BEGIN PROVIDED PASSAGE

Most of us hate uncertainty. We thirst for numerical guiding lights, we demand precise diagnosis. We con ourselves into believing that someone, somewhere, must have the answers, down to the third decimal. And yet, in embracing quantification, we may be sowing the seeds of untold malaise. The numerical sheep can get slaughtered when the math is later proven to have been arrogantly flawed. Take global Business School Rankings that are regularly released by top-notch imprints such as the Financial Times, The Economist, and Business Week, and which are followed semi-religiously by huddled masses all around the globe. People who have never visited any of those schools, or possibly never heard about many of them, become instant believers and yield to the sacrosanct decision that put school #3 above school #27. However, it is entirely obvious to even the half-informed individual that those rankings contain unpardonably grave mistakes. They simply tend to put among the top echelons some schools that are obviously inferior to many of their peers when it comes to career opportunities, academic quality, resources, location, and reputation. Should a student obligingly follow the advice of the measurers he could be inflicting mortal damage to his future by renouncing the lower-ranked but much better place for the higher-ranked but underperforming one.
The latest Financial Times rankings (released January 26th) are a powerful case in point. Let me mention those institutions that I feel are being unjustifiably relegated to an unseemly back-row position. Among those most ominously ranked below their clearly less-stellar brethrens are Yale SOM (a shockingly humble #19 rank), Northwestern's Kellogg (incredibly at #21), and Cornell Johnson (unbelievably at #34). All three could rightly claim unfair treatment on the part of the FT. All three are left with no option but to contemplate how schools that can boast much less (overall) success are puzzlingly portrayed as glowingly superior by the number crunchers who sort out the institutions. SOM, Kellogg, and Johnson have been affording for decades the very best job opportunities to their students, who inevitably tend to belong to the cream of the crop of global MBA applicants. It is also hard to exaggerate the resourcefulness of those schools, all very well-endowed entities housed inside legendarily elite (and wealthy) universities. And say whatever you want about the practical validity of what business professors teach and research, there can be no doubt as to the superiority of SOM, Kellogg, and Johnson over the vast majority of their peers when it comes to that department. Finally, the trio offers its inhabitants country club-like campus experiences, with perks that are most definitely off-limits for students at those lesser schools that are so mysteriously ranked higher. Anyone who blindly follows the metrics and refuses a place at SOM, Kellogg, or Cornell because of their relatively lowly standings in the ranking would, in effect, be saying goodbye to the best possible career prospects, network-building opportunities, personal experiences, and (possibly) educational programs available to graduate business students worldwide. And all, perhaps, in return for attending a place that, nothwithstanding its better rank, may depressingly disappoint on all those counts (while, crucially, charging the same budget-breaking tuition).

END PROVIDED PASSAGE
BEGIN DATA EXTRACTS

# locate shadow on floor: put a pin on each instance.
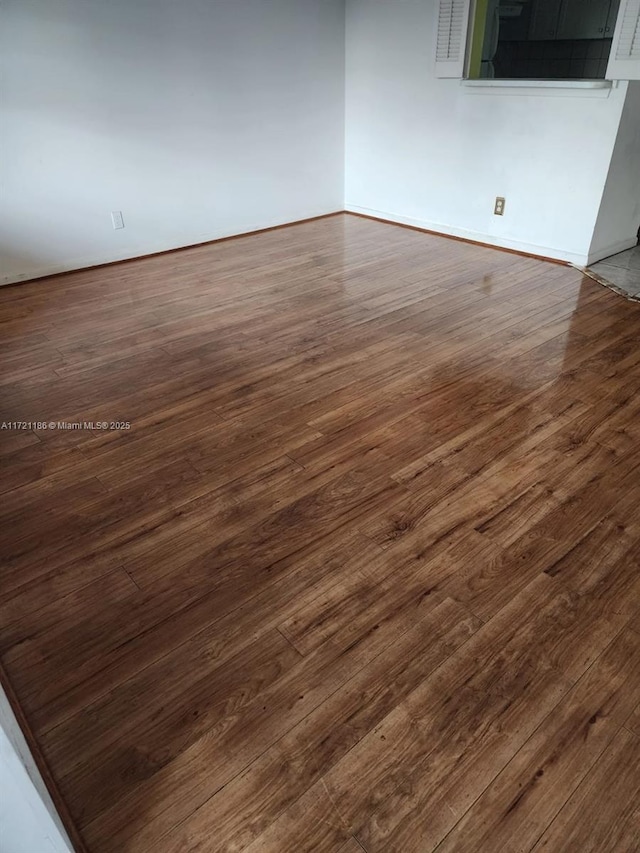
(621, 272)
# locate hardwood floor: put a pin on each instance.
(364, 572)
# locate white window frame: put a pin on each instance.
(454, 21)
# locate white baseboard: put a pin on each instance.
(613, 249)
(474, 236)
(184, 242)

END DATA EXTRACTS

_EXERCISE DIRECTIONS_.
Resume the commentary on business school rankings, picking up right after its final sentence.

_OUTPUT BELOW_.
Why do the outrageously flawed rankings (don't even get me started on the insult to human intelligence of having Carnegie Mellon´s Tepper at #51, well below several schools that are obviously inferior) go on living? The scandal is akin to that of rating agencies assigning AAA status to those subprime-related toxic securities that caused the credit crisis. Blindly following the advice of "experts", people are led into underperforming paths disguised as avenues of soundness. Investors who buy AAA securities that turn out to be utter junk lose their shirts; MBA students who attend highly-ranked schools that turn out to severely disappoint also suffer painful losses. Without the numerical deceit, investors may have instead bought obviously sound securities (say, Treasury Bonds) and students may have instead opted for obviously sound schools. Some say that subprime-damaged investors should sue the deceiving rating agencies en masse. Should hampered, deceived MBAs do the same when it comes to the misrepresenting b-school rankers?